__Do this__. Repeat word for word the lines below, starting at the line that contains "Reviewer note: check that each instance of the white" and ending with the last line.

___ Listing

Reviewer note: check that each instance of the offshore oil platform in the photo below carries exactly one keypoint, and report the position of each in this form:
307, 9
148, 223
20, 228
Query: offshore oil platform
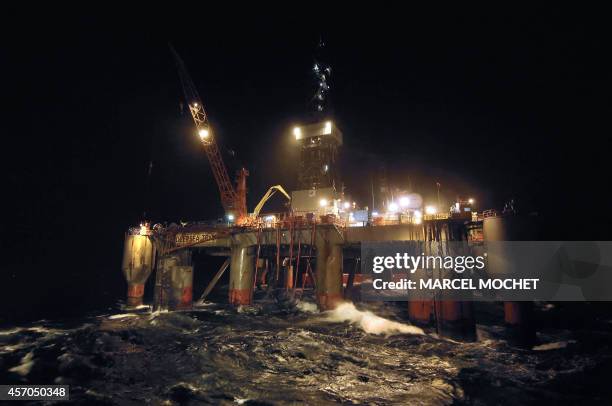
315, 245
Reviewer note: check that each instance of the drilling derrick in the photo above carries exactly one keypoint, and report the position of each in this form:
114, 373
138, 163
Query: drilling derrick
233, 198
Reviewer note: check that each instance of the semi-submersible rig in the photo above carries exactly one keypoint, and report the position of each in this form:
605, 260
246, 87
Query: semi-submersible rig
314, 245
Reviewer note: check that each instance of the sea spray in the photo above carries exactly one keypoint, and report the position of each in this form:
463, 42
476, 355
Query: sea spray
369, 322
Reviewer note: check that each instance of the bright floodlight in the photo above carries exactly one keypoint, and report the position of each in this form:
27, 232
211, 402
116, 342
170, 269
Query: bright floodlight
404, 201
203, 133
431, 210
297, 131
327, 129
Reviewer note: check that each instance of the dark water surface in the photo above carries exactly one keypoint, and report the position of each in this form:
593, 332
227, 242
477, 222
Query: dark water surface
285, 355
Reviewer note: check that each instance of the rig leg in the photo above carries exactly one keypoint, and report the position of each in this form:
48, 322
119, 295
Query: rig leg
138, 259
181, 282
456, 319
174, 282
518, 317
329, 274
420, 311
241, 275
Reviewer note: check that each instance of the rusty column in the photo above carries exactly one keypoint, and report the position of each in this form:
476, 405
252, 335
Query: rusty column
174, 282
241, 275
329, 270
138, 259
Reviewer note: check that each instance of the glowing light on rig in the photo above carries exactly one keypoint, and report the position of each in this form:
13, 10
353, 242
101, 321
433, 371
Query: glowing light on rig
327, 128
203, 133
431, 210
297, 132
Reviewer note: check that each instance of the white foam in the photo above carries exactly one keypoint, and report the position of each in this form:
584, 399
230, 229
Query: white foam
122, 316
369, 322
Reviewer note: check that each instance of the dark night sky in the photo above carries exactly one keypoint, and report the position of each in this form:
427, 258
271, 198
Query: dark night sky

______

__Finished task__.
Reviewer note: check that each instance of the white foam in the photo above carries exactly one keypoint, and report the position of each in this form:
584, 399
230, 229
Query: white foam
122, 316
369, 322
Reviewer note: check that each instance of the dark night sky in the photo above carries exactly one keypoint, and report the position of each in this form:
427, 258
271, 198
Query: dark night sky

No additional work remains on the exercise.